[Opening Supplied records section]

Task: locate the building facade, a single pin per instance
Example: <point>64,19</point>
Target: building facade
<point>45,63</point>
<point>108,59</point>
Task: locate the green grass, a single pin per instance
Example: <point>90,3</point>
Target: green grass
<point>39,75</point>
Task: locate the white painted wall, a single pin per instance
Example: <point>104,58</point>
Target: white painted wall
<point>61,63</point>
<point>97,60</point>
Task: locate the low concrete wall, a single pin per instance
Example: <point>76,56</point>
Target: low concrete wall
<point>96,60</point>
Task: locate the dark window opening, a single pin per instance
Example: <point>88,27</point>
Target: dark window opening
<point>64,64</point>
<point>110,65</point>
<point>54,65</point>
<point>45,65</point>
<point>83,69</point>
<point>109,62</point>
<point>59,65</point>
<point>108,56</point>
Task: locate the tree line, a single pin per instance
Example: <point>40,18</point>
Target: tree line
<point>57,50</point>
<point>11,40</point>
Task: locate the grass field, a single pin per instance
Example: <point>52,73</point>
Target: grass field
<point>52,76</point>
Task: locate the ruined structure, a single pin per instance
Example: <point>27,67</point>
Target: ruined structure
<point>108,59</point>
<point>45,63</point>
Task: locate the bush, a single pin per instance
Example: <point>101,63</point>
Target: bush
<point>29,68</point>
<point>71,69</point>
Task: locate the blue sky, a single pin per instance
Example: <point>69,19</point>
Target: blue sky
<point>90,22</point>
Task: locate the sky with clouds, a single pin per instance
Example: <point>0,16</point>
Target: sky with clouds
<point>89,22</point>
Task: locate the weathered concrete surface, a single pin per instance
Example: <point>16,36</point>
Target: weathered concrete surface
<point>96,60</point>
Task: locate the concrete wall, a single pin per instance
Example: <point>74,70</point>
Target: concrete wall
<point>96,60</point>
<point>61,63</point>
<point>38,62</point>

[Closing Supplied records section]

Requirement: Beginning at the line with "Task: locate the grass" and stopping after the line with "Example: <point>27,67</point>", please write out every line of the data above exactly and nothing else.

Task answer:
Task: locate the grass field, a single pin per instance
Example: <point>52,73</point>
Target: grass field
<point>52,76</point>
Task: locate the ruined structure, a single pin per instance
Example: <point>27,67</point>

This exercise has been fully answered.